start Extracted entries
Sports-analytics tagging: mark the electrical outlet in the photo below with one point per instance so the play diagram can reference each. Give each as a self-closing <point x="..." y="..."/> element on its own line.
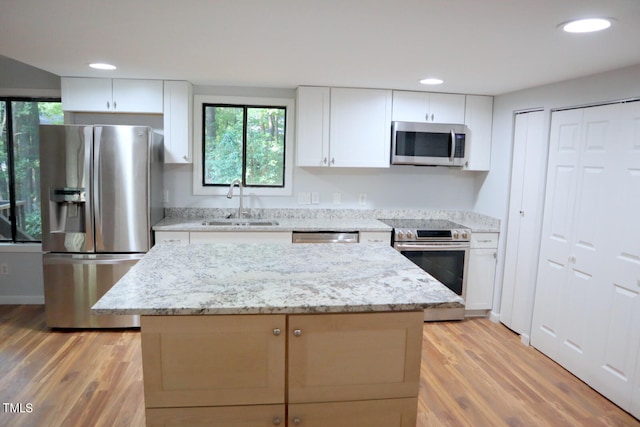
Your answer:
<point x="304" y="198"/>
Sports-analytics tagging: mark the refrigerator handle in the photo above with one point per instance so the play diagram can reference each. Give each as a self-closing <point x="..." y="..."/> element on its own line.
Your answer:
<point x="96" y="185"/>
<point x="88" y="206"/>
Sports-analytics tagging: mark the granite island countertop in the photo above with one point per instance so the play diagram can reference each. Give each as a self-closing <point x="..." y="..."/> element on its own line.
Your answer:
<point x="284" y="224"/>
<point x="200" y="279"/>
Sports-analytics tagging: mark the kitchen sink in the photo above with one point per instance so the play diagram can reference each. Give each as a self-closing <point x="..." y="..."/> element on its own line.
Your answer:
<point x="239" y="222"/>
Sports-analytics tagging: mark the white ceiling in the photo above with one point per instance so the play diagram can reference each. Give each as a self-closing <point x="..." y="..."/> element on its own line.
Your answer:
<point x="477" y="46"/>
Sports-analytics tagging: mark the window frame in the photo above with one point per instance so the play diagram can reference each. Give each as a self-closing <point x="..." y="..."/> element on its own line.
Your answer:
<point x="200" y="101"/>
<point x="8" y="100"/>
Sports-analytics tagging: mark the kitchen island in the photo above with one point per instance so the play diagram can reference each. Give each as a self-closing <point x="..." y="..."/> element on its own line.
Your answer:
<point x="279" y="334"/>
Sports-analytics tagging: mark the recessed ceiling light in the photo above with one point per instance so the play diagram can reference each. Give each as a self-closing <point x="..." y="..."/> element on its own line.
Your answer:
<point x="586" y="25"/>
<point x="431" y="81"/>
<point x="102" y="66"/>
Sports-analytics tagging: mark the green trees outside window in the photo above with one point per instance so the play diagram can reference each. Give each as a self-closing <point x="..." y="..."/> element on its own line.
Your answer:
<point x="20" y="165"/>
<point x="246" y="142"/>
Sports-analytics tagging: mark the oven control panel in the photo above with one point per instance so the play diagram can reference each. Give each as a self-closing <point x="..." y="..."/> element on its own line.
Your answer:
<point x="417" y="235"/>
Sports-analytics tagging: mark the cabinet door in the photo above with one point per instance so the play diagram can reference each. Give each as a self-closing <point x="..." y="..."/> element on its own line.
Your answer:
<point x="446" y="108"/>
<point x="479" y="119"/>
<point x="178" y="107"/>
<point x="240" y="237"/>
<point x="481" y="276"/>
<point x="86" y="94"/>
<point x="193" y="361"/>
<point x="372" y="413"/>
<point x="360" y="134"/>
<point x="313" y="126"/>
<point x="225" y="416"/>
<point x="425" y="107"/>
<point x="341" y="357"/>
<point x="137" y="96"/>
<point x="410" y="106"/>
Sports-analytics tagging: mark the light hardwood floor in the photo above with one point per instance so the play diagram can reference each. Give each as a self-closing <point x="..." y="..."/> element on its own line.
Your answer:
<point x="474" y="373"/>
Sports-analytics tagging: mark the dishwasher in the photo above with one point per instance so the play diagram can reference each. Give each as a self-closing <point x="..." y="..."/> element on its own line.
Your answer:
<point x="325" y="237"/>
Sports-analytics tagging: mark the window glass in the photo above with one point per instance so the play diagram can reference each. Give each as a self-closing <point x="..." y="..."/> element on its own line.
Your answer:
<point x="246" y="142"/>
<point x="20" y="172"/>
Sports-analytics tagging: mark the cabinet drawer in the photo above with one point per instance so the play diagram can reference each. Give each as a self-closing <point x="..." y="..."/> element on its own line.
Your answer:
<point x="484" y="240"/>
<point x="245" y="416"/>
<point x="371" y="413"/>
<point x="172" y="236"/>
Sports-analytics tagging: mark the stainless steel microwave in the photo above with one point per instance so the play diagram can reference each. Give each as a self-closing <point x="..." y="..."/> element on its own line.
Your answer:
<point x="429" y="144"/>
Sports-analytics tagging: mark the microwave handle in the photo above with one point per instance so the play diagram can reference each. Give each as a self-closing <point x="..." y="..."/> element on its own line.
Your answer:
<point x="453" y="146"/>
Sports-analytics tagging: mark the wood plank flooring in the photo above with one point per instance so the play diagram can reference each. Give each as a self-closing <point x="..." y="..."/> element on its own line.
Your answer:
<point x="475" y="373"/>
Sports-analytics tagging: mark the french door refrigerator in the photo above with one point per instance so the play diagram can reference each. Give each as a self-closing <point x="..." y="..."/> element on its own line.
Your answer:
<point x="101" y="191"/>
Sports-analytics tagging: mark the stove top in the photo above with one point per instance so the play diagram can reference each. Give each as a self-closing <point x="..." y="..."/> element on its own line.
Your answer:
<point x="408" y="230"/>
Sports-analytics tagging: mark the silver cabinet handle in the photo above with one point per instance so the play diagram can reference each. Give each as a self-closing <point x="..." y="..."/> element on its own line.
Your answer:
<point x="453" y="146"/>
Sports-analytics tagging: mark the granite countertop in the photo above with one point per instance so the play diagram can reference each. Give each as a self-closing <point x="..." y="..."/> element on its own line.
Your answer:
<point x="199" y="279"/>
<point x="284" y="224"/>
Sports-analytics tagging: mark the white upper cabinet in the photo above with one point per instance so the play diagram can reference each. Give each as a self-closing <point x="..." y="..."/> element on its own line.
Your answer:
<point x="428" y="107"/>
<point x="343" y="127"/>
<point x="312" y="126"/>
<point x="112" y="95"/>
<point x="178" y="133"/>
<point x="479" y="118"/>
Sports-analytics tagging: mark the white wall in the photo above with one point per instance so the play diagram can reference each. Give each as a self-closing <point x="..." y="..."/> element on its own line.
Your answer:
<point x="493" y="194"/>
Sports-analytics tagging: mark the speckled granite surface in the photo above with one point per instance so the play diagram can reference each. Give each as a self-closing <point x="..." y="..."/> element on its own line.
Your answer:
<point x="183" y="279"/>
<point x="189" y="219"/>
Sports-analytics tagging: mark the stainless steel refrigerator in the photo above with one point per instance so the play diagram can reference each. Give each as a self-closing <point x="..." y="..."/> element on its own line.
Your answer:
<point x="101" y="192"/>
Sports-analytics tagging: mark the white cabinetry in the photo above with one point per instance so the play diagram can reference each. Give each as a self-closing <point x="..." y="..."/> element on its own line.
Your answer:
<point x="482" y="271"/>
<point x="313" y="126"/>
<point x="587" y="305"/>
<point x="428" y="107"/>
<point x="357" y="122"/>
<point x="478" y="117"/>
<point x="112" y="95"/>
<point x="178" y="108"/>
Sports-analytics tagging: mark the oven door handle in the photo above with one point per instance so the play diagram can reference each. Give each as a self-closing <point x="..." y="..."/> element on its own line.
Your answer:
<point x="430" y="246"/>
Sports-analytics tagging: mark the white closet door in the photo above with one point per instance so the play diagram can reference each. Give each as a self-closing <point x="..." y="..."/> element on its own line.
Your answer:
<point x="523" y="230"/>
<point x="550" y="310"/>
<point x="615" y="305"/>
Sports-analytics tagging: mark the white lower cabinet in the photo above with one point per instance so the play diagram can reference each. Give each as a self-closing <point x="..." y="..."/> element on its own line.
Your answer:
<point x="482" y="271"/>
<point x="356" y="369"/>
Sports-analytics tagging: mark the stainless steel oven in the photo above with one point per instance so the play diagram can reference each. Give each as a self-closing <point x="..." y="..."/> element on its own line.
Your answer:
<point x="439" y="247"/>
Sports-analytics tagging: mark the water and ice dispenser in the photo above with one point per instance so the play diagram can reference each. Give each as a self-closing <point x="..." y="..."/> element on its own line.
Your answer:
<point x="67" y="210"/>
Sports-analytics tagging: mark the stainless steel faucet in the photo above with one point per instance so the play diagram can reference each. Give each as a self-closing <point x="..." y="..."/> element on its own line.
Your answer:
<point x="230" y="195"/>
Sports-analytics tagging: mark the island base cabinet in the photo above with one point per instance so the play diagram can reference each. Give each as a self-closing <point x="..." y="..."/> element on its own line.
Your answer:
<point x="370" y="413"/>
<point x="225" y="416"/>
<point x="230" y="360"/>
<point x="358" y="356"/>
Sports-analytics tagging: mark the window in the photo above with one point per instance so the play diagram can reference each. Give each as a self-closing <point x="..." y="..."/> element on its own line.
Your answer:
<point x="20" y="165"/>
<point x="242" y="138"/>
<point x="243" y="142"/>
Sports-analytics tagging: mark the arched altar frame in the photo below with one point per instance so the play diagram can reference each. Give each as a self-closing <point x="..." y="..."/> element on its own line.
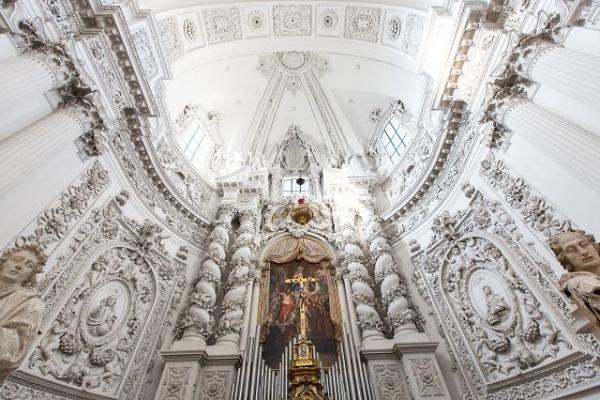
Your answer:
<point x="329" y="258"/>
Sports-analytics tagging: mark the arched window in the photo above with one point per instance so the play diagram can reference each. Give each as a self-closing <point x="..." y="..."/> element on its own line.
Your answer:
<point x="394" y="139"/>
<point x="290" y="188"/>
<point x="195" y="144"/>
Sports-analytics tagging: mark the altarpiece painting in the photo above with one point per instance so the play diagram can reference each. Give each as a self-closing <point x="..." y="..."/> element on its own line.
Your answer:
<point x="295" y="267"/>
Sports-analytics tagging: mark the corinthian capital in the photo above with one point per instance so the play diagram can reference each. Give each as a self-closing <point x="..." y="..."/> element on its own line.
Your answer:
<point x="52" y="55"/>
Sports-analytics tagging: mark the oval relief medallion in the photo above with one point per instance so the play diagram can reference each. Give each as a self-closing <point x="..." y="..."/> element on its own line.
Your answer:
<point x="106" y="312"/>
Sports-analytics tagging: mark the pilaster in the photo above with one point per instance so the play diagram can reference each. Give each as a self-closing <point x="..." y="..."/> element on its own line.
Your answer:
<point x="407" y="370"/>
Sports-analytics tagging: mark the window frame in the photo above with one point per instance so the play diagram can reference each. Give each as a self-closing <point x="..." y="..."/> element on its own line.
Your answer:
<point x="394" y="139"/>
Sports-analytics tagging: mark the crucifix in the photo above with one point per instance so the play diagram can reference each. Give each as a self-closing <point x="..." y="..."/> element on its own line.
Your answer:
<point x="301" y="281"/>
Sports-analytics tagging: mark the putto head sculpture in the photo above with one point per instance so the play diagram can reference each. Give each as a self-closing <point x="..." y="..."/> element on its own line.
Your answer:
<point x="579" y="253"/>
<point x="20" y="306"/>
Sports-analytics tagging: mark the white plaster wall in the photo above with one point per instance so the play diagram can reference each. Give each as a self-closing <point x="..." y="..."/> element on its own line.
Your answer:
<point x="21" y="202"/>
<point x="576" y="199"/>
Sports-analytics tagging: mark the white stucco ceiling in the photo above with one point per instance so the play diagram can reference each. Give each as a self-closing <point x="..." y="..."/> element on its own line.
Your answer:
<point x="217" y="68"/>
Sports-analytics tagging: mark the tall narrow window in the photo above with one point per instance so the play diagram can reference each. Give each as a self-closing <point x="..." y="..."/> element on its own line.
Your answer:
<point x="394" y="139"/>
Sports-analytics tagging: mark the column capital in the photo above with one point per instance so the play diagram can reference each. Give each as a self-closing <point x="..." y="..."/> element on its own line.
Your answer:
<point x="53" y="56"/>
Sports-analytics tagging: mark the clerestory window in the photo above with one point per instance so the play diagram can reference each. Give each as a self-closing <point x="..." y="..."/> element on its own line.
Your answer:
<point x="394" y="139"/>
<point x="196" y="144"/>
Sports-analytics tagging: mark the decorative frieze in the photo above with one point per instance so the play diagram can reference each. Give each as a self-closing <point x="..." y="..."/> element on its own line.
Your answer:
<point x="535" y="210"/>
<point x="362" y="23"/>
<point x="292" y="20"/>
<point x="171" y="41"/>
<point x="55" y="222"/>
<point x="222" y="24"/>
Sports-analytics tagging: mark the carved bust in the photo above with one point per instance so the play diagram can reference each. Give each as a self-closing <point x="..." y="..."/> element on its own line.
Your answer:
<point x="20" y="305"/>
<point x="579" y="253"/>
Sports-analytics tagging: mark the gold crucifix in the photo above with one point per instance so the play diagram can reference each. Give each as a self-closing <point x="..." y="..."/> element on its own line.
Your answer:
<point x="300" y="280"/>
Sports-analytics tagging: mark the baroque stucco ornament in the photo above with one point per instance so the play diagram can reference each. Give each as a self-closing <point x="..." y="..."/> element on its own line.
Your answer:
<point x="477" y="275"/>
<point x="579" y="254"/>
end Extracted entries
Beginning at the line that holds "Sports-analytics tagging: mark the decorative", reproduce each line of the records above down to and including the last one.

* Solved problem
Sports-analytics tagging: mark the decorative frieze in the photo above with one point per instance so the play diagram can reference each. Give each as a self-closing <point x="..." y="..."/> element on its own line.
Your answer:
<point x="535" y="210"/>
<point x="362" y="23"/>
<point x="292" y="20"/>
<point x="171" y="41"/>
<point x="55" y="222"/>
<point x="222" y="24"/>
Sports-analytics tagging: mark the carved bust in the photo above with one point per instance so the play diagram can reference each. Give each as a self-closing <point x="..." y="..."/> element on its own line.
Your answer:
<point x="20" y="305"/>
<point x="579" y="253"/>
Sports-analytics tagging: mark the gold crucifix in the photo above with one point per instance so the play diagram can reference each. Give each as a self-closing <point x="..." y="..."/> element on its own line.
Your answer:
<point x="300" y="280"/>
Sports-analytics tagging: mark the baroque stucco ornament in the photo above with one point per instance so the play diagram can reference each. Give each as a self-closing <point x="..." y="..."/> element on its own line.
Your answer:
<point x="477" y="275"/>
<point x="579" y="254"/>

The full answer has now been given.